List each line of the listing below that contains the string "sand", copying every such line in full.

* begin *

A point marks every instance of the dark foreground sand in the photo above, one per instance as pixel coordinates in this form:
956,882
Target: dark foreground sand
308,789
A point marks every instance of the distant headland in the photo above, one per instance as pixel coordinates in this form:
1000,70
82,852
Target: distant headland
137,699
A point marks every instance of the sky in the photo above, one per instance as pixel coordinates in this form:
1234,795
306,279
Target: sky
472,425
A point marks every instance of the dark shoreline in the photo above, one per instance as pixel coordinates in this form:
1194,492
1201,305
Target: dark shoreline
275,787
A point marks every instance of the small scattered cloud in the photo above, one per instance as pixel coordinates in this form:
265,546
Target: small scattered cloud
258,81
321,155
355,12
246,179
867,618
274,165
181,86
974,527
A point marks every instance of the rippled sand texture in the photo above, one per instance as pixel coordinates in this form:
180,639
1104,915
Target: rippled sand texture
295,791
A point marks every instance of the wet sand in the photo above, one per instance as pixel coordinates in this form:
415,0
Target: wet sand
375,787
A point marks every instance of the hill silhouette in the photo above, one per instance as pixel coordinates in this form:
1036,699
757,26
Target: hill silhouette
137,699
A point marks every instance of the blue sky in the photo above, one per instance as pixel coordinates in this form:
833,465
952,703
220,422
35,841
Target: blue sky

* end *
* begin *

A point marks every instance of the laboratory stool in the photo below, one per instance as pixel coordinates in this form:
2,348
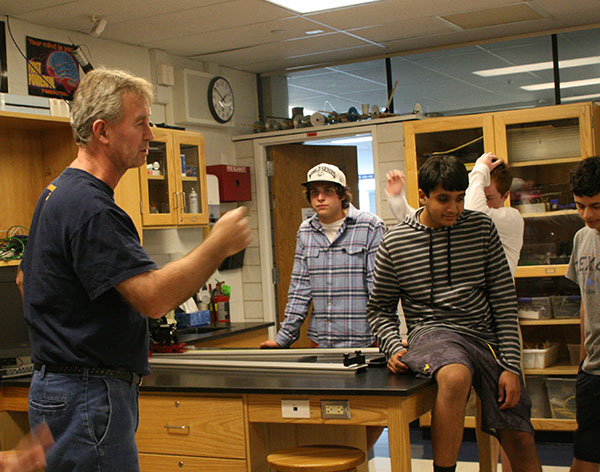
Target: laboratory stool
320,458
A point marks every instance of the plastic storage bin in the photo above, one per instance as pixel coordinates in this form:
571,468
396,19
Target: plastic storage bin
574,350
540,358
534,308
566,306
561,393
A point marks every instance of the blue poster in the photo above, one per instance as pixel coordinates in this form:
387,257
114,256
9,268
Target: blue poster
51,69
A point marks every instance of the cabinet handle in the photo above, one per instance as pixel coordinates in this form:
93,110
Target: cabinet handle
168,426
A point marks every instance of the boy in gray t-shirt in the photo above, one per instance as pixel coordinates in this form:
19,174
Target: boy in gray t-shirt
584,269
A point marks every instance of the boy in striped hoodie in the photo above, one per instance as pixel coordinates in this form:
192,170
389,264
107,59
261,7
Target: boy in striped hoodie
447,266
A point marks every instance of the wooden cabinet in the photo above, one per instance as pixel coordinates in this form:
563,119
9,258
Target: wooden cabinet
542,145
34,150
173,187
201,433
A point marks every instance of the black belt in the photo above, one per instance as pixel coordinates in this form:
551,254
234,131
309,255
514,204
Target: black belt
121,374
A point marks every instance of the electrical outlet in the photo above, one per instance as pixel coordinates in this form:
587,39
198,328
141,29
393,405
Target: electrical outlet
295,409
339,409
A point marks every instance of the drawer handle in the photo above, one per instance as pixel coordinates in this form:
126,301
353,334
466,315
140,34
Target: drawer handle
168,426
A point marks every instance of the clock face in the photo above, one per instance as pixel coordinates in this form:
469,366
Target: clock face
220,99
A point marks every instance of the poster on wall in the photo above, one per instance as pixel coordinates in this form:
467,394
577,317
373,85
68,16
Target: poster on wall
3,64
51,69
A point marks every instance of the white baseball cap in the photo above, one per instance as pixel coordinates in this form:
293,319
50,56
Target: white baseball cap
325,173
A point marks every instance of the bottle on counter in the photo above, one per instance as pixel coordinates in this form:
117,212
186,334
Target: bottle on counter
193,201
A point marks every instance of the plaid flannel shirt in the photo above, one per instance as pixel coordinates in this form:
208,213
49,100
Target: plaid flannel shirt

* end *
* begin *

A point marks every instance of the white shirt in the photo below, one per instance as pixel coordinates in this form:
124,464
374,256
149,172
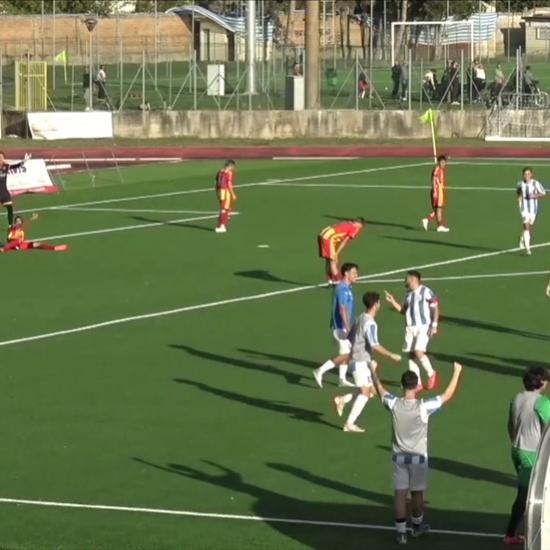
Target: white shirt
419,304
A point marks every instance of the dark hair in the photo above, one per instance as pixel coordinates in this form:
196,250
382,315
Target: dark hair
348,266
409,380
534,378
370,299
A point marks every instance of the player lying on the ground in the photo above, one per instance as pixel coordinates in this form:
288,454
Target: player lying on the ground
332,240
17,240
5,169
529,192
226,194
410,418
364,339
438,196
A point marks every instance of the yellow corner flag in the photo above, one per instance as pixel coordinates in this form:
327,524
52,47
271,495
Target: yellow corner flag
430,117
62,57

* end *

Written reply »
A point marks every instance of the dark foreground sand in the photo above, one per instance as pixel coordinates in this form:
Target: dark foreground sand
A point marks every instance of the rippled sand texture in the photo above, one per instance as pixel coordinates in this form:
Target: rippled sand texture
A point marks every instance of the wet sand in the photo above, one per instance as pixel coordinates in this form:
Target: wet sand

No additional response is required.